■ Document excerpt ■
## Start

The childish novelty of mashups can be rather piteous. Barring the maladroit labelling (literally requiring one to mash up...), the genre is acclimatised to hesitant MP3 shufflers, desperately endeavouring to instigate a “party atmosphere.” Habitually abusing classics of their unabridged entirety for a brief bass interlude from Cannonball or a swift verse from Skeelo. It's the easy option. But it never ceases to be engaging.

Frankensteins of the trade (such as Girl Talk and Danger Mouse a la The Grey Album) suffer from what appears to be some form of musical ADHD, frequently sounding confused. It's as if they were splicing together archived Festive 50s blindfolded. At times, short spurts of genius emerge, but are instantly bastardised by a jokey scramble of glitches and fragmented segues. They are commonly just ideas, which, on paper, may sound colossal, but, in reality, should just remain as ideas.

## End

■ Written task ■
Transcribe the passage on mashups word for word, starting at "Frankensteins of the" and ending at "remain as ideas.".

■ Dataset excerpt ■
## Start

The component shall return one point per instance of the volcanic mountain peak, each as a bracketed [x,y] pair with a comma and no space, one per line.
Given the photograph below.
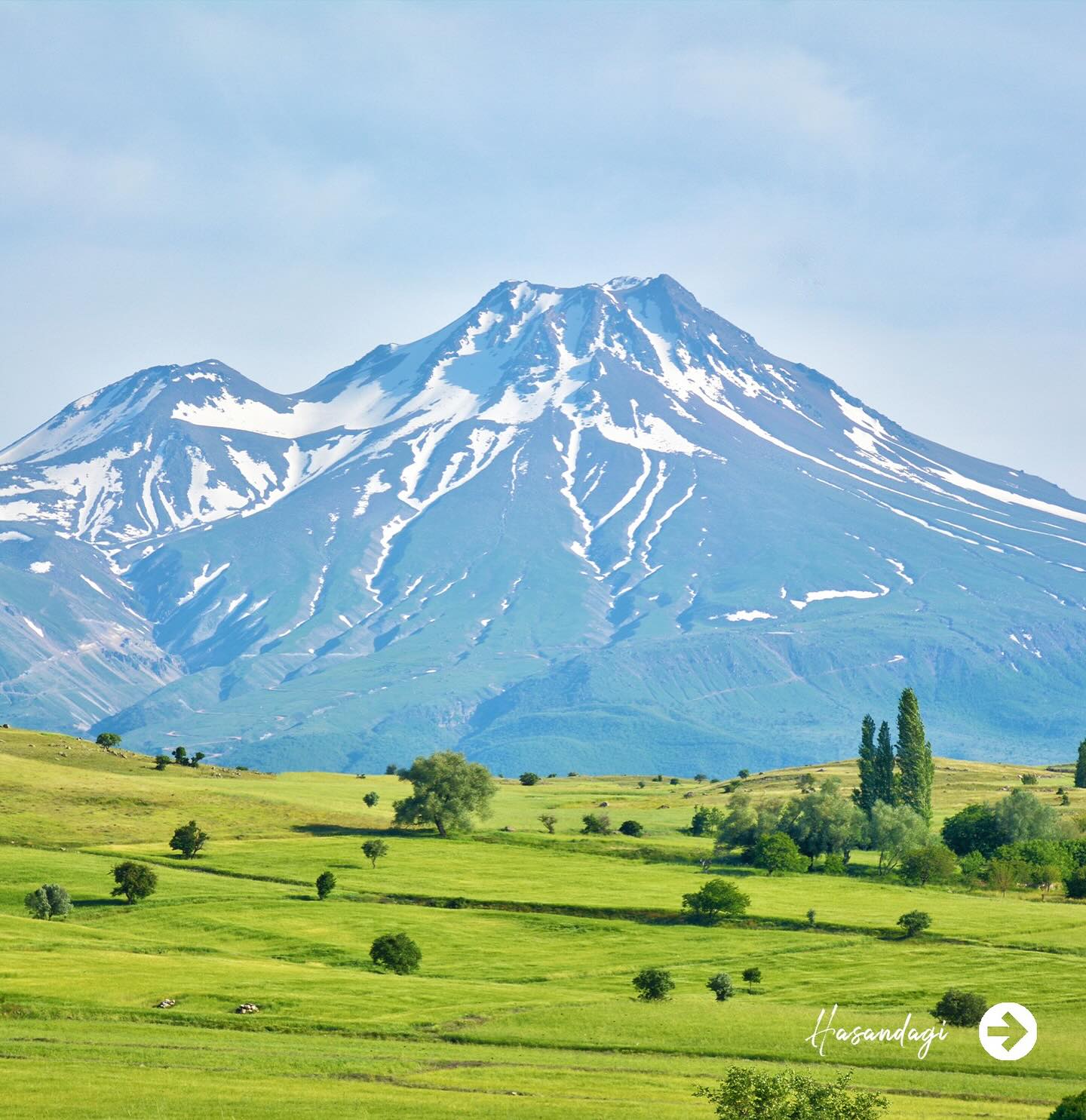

## End

■ Complete answer ■
Frankensteins of the trade (such as Girl Talk and Danger Mouse a la The Grey Album) suffer from what appears to be some form of musical ADHD, frequently sounding confused. It's as if they were splicing together archived Festive 50s blindfolded. At times, short spurts of genius emerge, but are instantly bastardised by a jokey scramble of glitches and fragmented segues. They are commonly just ideas, which, on paper, may sound colossal, but, in reality, should just remain as ideas.